Gather every line in the records below that contains the string "long", and copy each such line. Letter case must match.

--- Begin Rows ---

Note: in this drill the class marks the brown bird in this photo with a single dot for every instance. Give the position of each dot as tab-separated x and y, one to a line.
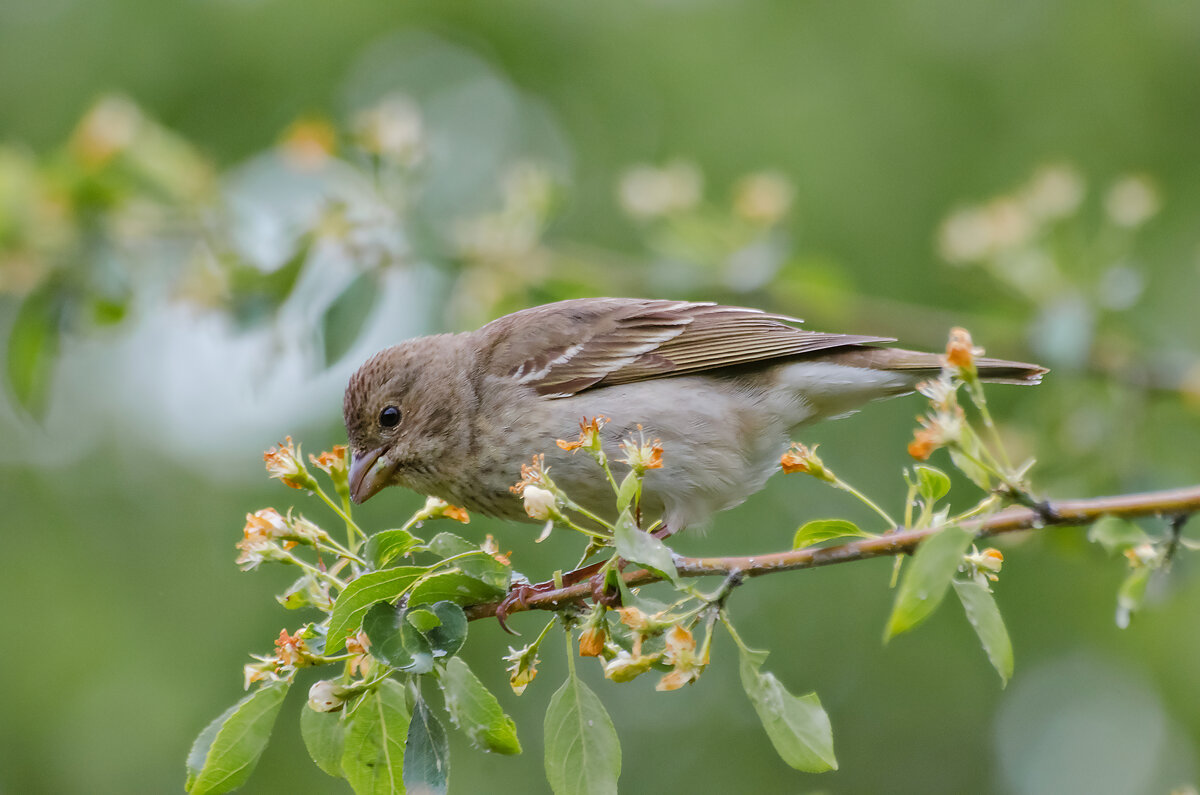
455	416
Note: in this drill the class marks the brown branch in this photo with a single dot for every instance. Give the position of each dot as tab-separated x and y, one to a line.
1072	512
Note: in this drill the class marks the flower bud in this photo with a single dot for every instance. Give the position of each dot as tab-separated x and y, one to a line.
539	503
592	641
327	695
436	507
625	668
799	459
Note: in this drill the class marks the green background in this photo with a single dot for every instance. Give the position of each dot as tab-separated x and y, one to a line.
127	621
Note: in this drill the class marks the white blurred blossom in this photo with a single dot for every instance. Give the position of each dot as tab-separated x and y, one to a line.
1054	192
1132	201
648	192
393	129
763	197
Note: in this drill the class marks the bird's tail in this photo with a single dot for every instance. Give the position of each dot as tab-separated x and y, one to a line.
921	365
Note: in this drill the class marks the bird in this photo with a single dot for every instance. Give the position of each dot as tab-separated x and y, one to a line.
720	388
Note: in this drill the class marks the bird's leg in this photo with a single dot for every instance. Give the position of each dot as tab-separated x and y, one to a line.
610	597
520	593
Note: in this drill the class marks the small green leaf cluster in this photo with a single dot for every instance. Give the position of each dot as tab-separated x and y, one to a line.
393	623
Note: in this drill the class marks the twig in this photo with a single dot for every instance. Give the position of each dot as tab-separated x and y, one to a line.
1071	512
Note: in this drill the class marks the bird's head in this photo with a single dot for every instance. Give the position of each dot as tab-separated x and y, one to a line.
405	416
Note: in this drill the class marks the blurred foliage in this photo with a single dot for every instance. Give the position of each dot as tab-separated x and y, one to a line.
190	267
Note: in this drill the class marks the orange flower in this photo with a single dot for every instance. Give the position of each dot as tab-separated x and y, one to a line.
681	652
642	455
532	474
457	514
592	641
291	650
960	352
923	443
799	459
259	538
283	462
331	462
309	143
360	661
589	435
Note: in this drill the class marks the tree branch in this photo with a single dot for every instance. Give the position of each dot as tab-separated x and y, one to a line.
1175	502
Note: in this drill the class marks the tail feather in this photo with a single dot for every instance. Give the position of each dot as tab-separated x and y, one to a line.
899	359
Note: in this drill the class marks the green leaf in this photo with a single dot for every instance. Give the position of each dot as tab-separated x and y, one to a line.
423	620
426	754
641	548
324	736
450	633
34	342
582	751
931	483
1116	535
227	751
474	710
376	731
798	727
629	491
360	595
395	641
454	585
388	544
967	466
927	579
822	530
1131	593
989	625
480	565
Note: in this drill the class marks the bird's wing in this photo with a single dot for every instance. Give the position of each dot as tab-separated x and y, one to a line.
563	348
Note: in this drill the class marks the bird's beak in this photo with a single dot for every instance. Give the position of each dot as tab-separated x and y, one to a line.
370	472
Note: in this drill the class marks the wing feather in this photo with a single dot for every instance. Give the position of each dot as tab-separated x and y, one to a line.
567	347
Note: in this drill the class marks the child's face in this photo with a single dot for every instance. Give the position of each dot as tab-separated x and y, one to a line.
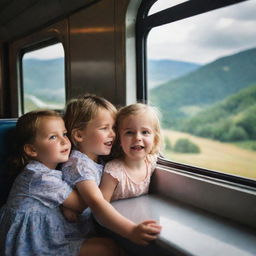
51	145
137	136
98	135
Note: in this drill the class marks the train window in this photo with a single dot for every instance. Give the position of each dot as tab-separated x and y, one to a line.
162	5
201	75
43	78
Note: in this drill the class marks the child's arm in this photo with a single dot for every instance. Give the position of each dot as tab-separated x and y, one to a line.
70	215
110	218
75	202
107	186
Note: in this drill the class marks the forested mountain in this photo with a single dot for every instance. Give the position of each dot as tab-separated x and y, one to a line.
183	97
233	119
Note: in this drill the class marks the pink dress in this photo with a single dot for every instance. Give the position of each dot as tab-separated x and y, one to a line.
127	187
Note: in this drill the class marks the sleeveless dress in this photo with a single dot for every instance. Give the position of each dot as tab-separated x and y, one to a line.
78	168
126	186
31	222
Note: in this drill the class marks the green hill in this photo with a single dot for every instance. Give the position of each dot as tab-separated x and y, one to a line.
42	76
233	119
181	98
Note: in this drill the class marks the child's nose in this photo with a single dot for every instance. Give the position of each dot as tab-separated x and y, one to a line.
64	140
112	133
138	136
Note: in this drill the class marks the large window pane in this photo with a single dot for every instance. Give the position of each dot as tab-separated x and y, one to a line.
44	78
202	76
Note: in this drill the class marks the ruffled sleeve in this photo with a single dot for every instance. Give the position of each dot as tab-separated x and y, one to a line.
49	188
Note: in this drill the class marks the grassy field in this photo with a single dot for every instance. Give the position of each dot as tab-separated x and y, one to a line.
215	155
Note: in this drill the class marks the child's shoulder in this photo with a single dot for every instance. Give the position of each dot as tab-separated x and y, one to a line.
114	163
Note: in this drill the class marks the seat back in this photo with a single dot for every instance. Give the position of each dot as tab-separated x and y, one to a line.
7	128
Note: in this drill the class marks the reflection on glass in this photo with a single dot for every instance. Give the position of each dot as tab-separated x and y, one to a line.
201	75
44	78
163	4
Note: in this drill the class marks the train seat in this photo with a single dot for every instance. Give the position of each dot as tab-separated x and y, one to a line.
7	127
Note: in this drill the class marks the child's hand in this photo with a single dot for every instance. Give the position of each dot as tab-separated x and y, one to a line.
145	232
69	214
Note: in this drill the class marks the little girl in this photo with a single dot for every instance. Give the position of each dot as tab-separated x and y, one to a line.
31	222
137	147
90	121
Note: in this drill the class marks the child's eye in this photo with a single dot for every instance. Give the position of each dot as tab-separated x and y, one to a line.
53	137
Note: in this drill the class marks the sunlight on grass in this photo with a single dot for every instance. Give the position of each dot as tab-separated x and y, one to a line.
215	155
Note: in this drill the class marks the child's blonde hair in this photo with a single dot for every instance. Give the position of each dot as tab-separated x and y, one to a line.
79	112
26	131
135	109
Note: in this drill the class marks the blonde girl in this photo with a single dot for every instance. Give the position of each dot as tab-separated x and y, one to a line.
90	123
31	222
137	147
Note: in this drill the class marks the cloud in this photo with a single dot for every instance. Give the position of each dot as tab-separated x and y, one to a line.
203	38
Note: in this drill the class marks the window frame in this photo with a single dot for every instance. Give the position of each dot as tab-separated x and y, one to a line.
144	24
55	33
34	47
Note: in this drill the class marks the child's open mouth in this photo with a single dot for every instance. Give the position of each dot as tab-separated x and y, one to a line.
137	147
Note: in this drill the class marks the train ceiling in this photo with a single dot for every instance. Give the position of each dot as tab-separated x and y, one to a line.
19	17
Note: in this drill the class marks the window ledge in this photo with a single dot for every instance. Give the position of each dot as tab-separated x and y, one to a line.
187	230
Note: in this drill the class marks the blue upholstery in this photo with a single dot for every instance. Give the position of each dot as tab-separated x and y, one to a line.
7	127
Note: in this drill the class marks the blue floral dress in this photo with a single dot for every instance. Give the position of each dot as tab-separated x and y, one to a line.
31	222
78	168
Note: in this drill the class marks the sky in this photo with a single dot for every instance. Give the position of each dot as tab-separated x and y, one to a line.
199	39
206	37
50	52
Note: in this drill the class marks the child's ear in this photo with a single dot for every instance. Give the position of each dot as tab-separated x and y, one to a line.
30	150
77	135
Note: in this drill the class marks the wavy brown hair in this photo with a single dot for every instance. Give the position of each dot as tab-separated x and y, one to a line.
79	112
25	133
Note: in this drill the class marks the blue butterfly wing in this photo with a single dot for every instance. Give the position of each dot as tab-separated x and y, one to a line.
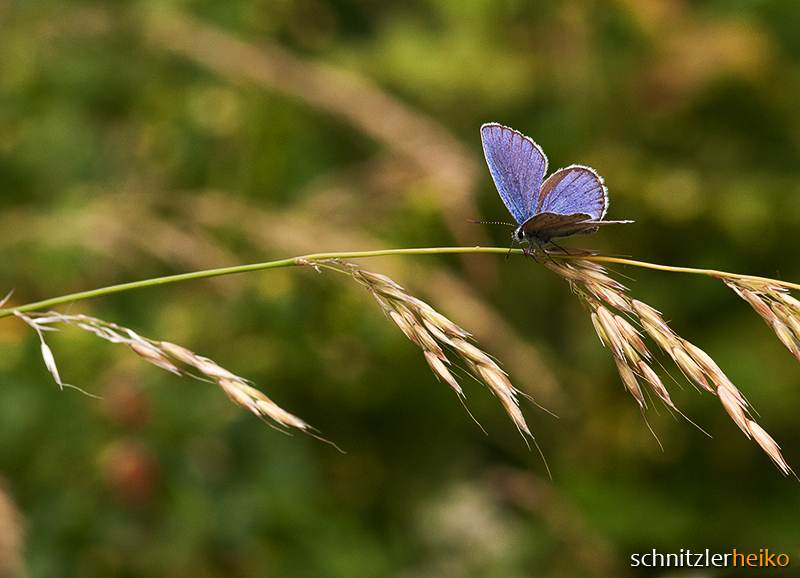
517	165
575	189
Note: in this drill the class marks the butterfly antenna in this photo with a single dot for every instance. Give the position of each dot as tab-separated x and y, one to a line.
509	250
491	223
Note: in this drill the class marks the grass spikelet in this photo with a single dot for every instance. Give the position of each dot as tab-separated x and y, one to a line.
592	284
433	332
159	353
734	407
772	449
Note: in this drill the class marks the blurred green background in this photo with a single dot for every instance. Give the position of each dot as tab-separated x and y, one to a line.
143	139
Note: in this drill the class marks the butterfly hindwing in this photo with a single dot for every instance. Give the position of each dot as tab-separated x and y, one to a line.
575	189
517	165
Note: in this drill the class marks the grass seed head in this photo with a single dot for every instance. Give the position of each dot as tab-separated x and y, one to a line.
769	446
655	383
630	382
151	354
439	368
734	407
689	366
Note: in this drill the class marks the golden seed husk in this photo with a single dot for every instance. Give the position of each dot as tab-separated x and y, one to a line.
732	405
769	446
655	383
440	369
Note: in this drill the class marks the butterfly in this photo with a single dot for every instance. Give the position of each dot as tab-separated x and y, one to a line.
572	201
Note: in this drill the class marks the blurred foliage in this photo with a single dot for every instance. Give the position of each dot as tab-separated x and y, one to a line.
137	142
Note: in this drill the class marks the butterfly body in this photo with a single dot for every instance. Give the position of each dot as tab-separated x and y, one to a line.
572	201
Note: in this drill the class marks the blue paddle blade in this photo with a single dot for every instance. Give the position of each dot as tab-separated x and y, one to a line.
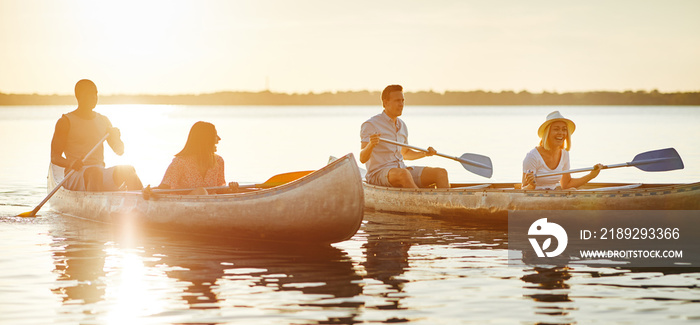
658	160
477	164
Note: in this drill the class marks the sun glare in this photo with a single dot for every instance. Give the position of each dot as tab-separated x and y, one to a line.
149	152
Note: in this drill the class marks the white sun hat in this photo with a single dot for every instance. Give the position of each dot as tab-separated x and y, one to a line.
554	117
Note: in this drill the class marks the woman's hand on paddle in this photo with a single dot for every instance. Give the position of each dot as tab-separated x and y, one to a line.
114	133
76	165
596	170
374	139
528	180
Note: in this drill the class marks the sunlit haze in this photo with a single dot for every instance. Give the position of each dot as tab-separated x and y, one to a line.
178	46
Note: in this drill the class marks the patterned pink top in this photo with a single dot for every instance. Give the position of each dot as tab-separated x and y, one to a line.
183	173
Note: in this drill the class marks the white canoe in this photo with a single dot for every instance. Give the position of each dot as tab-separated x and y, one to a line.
493	201
325	206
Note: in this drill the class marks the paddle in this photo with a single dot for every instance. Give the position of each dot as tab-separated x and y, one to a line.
651	161
277	180
31	214
477	164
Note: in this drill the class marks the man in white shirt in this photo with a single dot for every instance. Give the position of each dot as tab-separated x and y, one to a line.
385	161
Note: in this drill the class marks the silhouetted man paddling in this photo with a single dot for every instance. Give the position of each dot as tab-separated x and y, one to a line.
385	161
76	134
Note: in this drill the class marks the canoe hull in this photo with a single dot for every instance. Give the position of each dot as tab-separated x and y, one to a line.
495	200
324	207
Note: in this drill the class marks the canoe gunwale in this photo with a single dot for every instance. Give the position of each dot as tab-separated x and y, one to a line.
495	201
325	206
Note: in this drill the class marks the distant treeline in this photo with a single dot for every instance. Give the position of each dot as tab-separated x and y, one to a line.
372	98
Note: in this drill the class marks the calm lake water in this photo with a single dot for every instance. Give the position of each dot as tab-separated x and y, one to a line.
398	268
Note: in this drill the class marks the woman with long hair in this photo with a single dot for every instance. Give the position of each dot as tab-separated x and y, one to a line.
197	165
552	155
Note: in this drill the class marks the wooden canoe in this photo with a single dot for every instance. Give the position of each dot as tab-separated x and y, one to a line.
489	201
325	206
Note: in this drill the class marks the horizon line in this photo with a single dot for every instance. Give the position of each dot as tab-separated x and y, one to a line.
312	92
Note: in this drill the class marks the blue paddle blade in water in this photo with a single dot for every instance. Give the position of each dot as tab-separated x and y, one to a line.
658	160
477	164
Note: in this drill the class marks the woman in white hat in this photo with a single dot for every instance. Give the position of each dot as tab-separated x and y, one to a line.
552	155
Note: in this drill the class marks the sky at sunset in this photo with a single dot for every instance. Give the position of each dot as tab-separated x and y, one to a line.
202	46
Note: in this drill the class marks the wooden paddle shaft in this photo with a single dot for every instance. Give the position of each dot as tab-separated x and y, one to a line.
464	161
627	164
416	148
65	178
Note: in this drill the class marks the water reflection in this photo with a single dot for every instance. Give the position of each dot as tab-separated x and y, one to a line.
390	239
123	275
80	264
551	289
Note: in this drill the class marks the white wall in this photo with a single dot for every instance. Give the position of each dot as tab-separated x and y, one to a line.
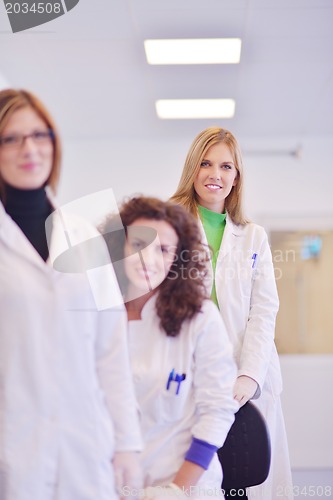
308	409
276	185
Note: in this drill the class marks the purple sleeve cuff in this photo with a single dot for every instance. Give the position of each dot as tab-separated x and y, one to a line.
201	453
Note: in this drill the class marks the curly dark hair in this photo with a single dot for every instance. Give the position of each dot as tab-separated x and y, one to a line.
181	294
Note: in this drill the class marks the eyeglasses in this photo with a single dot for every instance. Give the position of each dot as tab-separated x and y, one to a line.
17	140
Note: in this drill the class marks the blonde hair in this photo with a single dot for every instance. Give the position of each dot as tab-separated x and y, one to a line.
12	100
186	195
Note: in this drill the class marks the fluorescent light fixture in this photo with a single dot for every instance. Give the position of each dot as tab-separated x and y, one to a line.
193	51
195	108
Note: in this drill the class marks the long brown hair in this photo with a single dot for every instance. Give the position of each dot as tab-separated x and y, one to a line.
181	294
12	100
186	195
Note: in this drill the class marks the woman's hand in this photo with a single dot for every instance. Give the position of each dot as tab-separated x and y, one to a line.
127	471
244	389
168	492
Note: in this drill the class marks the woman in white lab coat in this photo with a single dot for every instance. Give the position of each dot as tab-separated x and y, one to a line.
242	284
67	405
180	354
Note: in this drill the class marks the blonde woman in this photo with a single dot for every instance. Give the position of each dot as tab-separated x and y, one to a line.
242	284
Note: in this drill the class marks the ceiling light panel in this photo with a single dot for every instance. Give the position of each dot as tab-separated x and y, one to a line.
193	51
195	108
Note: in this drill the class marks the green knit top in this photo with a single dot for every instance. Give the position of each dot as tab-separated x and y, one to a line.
214	224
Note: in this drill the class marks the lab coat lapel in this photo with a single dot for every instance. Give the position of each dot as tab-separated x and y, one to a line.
14	238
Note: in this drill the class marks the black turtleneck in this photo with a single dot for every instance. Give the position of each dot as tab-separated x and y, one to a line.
29	208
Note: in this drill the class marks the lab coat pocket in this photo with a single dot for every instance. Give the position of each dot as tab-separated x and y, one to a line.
244	276
171	404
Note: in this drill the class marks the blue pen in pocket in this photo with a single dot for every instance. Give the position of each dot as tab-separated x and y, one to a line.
175	377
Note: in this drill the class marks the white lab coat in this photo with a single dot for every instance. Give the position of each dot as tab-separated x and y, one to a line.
248	301
64	369
204	407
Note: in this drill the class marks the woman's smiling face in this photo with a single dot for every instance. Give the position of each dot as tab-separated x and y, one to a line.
216	177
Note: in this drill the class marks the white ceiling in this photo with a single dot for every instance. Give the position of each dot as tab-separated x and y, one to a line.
89	67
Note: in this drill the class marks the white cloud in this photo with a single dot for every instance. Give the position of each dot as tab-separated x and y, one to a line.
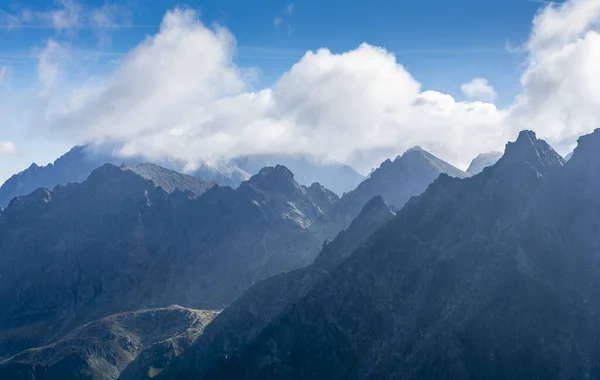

--- End Rows ---

Task response:
Note: in this drill the class marks the woman with long hair in this photo with a single dot for every instance. Give the position of each dot as tab-separated x and y, one to a line.
Note: in this drill the class marks the long brown hair in this photo with a single dot for every instance. Give the position of each dot as tab-separated x and y, one to a line.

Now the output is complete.